> [EXERCISE INPUT]
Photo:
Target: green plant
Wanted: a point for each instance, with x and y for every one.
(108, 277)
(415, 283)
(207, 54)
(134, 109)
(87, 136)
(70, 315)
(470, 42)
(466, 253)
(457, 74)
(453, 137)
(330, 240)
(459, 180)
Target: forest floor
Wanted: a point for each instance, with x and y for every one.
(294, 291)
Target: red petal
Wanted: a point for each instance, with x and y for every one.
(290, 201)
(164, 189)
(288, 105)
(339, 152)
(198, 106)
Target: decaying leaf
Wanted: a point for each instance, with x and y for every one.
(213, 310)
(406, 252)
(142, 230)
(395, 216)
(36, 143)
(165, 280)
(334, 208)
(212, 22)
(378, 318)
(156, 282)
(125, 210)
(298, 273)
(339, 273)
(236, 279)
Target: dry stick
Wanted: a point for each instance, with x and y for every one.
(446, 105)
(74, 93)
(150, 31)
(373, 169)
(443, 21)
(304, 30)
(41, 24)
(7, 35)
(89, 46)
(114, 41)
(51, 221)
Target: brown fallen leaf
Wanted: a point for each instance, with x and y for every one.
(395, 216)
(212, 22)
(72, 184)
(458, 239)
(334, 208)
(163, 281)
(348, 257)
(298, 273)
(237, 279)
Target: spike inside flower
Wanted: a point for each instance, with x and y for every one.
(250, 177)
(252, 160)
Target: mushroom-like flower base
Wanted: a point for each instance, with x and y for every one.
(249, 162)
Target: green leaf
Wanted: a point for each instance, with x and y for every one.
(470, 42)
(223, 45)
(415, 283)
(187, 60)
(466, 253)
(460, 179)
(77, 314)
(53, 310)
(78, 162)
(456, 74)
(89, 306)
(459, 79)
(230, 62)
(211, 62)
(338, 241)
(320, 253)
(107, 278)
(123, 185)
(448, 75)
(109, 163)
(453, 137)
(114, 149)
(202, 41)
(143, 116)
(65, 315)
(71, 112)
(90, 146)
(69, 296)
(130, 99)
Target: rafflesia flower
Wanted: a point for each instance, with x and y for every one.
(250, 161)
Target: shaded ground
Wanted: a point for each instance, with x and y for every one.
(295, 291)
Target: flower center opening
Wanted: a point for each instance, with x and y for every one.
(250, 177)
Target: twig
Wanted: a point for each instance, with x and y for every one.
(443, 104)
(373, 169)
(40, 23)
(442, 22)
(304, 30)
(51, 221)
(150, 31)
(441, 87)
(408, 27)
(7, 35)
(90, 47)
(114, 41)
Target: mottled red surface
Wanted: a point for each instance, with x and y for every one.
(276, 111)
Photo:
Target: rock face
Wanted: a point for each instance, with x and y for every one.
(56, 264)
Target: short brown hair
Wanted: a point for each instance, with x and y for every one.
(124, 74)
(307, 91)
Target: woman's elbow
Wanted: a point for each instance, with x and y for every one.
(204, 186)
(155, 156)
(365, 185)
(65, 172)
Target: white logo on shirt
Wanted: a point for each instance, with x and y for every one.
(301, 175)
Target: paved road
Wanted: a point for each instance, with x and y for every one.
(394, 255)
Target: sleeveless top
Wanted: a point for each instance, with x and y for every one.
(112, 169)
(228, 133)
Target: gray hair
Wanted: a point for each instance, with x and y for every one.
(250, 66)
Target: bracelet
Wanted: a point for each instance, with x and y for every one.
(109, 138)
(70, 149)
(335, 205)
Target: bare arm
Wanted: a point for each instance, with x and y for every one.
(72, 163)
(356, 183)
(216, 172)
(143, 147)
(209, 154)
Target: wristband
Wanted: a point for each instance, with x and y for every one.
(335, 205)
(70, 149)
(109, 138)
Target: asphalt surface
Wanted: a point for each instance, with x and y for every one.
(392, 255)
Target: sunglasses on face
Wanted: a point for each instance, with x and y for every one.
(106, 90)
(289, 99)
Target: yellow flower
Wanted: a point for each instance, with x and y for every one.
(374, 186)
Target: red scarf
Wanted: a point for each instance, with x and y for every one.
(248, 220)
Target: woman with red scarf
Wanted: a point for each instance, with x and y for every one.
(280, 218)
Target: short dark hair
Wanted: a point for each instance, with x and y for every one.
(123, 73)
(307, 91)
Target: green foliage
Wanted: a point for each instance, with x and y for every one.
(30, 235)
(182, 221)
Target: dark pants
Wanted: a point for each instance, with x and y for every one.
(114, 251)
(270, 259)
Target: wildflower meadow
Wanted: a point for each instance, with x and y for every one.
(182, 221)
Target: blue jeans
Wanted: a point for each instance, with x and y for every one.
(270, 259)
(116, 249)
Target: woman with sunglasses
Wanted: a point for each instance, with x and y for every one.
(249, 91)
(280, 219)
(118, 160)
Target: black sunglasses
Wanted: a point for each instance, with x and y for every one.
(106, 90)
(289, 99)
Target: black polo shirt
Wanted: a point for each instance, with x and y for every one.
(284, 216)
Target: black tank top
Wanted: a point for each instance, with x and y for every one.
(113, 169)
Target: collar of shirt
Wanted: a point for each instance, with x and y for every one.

> [GIVEN REQUEST] Above are the records; retype them all without a single difference.

> [FULL ANSWER]
Photo:
Target: green plant
Wanted: a point for each instance, with x and y for every one.
(108, 277)
(415, 283)
(207, 54)
(134, 109)
(87, 136)
(70, 315)
(470, 42)
(466, 253)
(457, 74)
(453, 137)
(330, 240)
(459, 180)
Target: forest floor
Wanted: a point for each instance, with x and y for every one.
(294, 291)
Target: red petal
Wanted: a point for each instance, with x and y for every one.
(290, 201)
(164, 189)
(288, 105)
(339, 152)
(198, 106)
Target: decaying leaf
Wanted: a point for each instance, with x and y for every one.
(213, 310)
(406, 252)
(142, 230)
(395, 216)
(36, 143)
(165, 280)
(334, 208)
(212, 22)
(378, 318)
(156, 282)
(125, 210)
(298, 273)
(339, 273)
(236, 279)
Target: dry stick
Wanted: a point for each instance, with x and y for every one.
(446, 105)
(74, 93)
(150, 31)
(373, 169)
(443, 21)
(304, 30)
(41, 24)
(7, 35)
(89, 46)
(114, 41)
(51, 221)
Target: brown fallen leaf
Wanted: a point for each instance, with x and y for every one.
(395, 216)
(212, 22)
(72, 184)
(458, 239)
(334, 208)
(163, 281)
(348, 257)
(298, 273)
(237, 279)
Target: spike inside flower
Wanted: a point for each instance, with x and y for every one.
(250, 177)
(252, 160)
Target: mushroom-like flower base
Wanted: a point for each instance, with x and y for every one.
(249, 162)
Target: green leaf
Wanted: a point for each instance, with x and y for every one.
(470, 42)
(223, 45)
(415, 283)
(187, 60)
(466, 253)
(460, 179)
(77, 314)
(53, 310)
(78, 162)
(456, 74)
(89, 306)
(459, 79)
(230, 62)
(211, 62)
(338, 241)
(320, 253)
(107, 278)
(123, 185)
(448, 75)
(109, 163)
(453, 137)
(114, 149)
(202, 41)
(143, 116)
(65, 315)
(71, 112)
(90, 146)
(69, 296)
(130, 99)
Target: rafflesia flower
Wanted: a point for each instance, with x and y for every one.
(250, 161)
Target: shaded ground
Wanted: a point for each instance, with x and y for every one.
(295, 291)
Target: flower center opening
Wanted: a point for each instance, with x and y for every one.
(250, 177)
Target: twig
Wanted: a point for each instance, with x and y for every one.
(443, 104)
(373, 169)
(40, 23)
(442, 22)
(304, 30)
(51, 221)
(150, 31)
(441, 87)
(408, 27)
(7, 35)
(90, 47)
(114, 41)
Target: mottled red surface
Wanted: a point for each instance, with x and y for every one.
(276, 111)
Photo:
Target: rock face
Wanted: a point for each instance, with x and y for every one.
(56, 264)
Target: short brown hair
Wanted: a point for each instance, with x and y for every one.
(124, 74)
(307, 91)
Target: woman's elbow
Wanted: a point for each instance, with x and y for every one.
(204, 186)
(155, 156)
(365, 185)
(65, 172)
Target: white logo on shirt
Wanted: a point for each instance, with x and y for every one.
(301, 175)
Target: paved road
Wanted: a point for each instance, with x and y for every one.
(394, 255)
Target: sleeveless top
Wanted: a point for each instance, with x and y for every one.
(112, 169)
(228, 133)
Target: gray hair
Wanted: a point for each instance, with x and y for every one.
(250, 66)
Target: bracelet
Wanted: a point for each instance, with x and y for every one.
(109, 138)
(70, 149)
(335, 205)
Target: bare arm
Wanted: a point for each instance, with x and y for every one.
(72, 163)
(356, 183)
(216, 172)
(143, 147)
(209, 154)
Target: wristband
Wanted: a point for each instance, with x and y for every one.
(335, 205)
(70, 149)
(109, 138)
Target: asphalt surface
Wanted: a point for each instance, with x and y for every one.
(392, 255)
Target: sunglasses on face
Wanted: a point for each instance, with x and y for every one.
(106, 90)
(289, 99)
Target: yellow flower
Wanted: a point for each instance, with x and y for every one.
(374, 186)
Target: red scarf
Wanted: a point for each instance, with x and y for every one.
(248, 220)
Target: woman with red scarf
Wanted: a point for each instance, with x and y for every one.
(280, 218)
Target: short dark hair
Wanted: a point for each instance, with x and y for every one.
(123, 73)
(307, 91)
Target: green foliage
Wanted: a point for each instance, with x and y for every one.
(30, 235)
(182, 221)
Target: dark pants
Wanted: a point for each instance, with x and y for every one.
(114, 251)
(270, 259)
Target: wildflower meadow
Wanted: a point for each instance, with x and y for every one.
(182, 221)
Target: blue jeans
Wanted: a point for each instance, with x and y for every one.
(270, 259)
(116, 249)
Target: woman with sunglasses
Wanted: a point for each instance, with x and y for every one.
(249, 91)
(280, 219)
(118, 160)
Target: black sunglasses
Wanted: a point for each instance, with x and y for every one.
(106, 90)
(289, 99)
Target: black polo shirt
Wanted: a point for each instance, with x and y for every one.
(284, 216)
Target: black tank top
Wanted: a point for each instance, with x and y for every one.
(113, 169)
Target: collar of shirt
Wanted: a point for each instance, with x and y for every one.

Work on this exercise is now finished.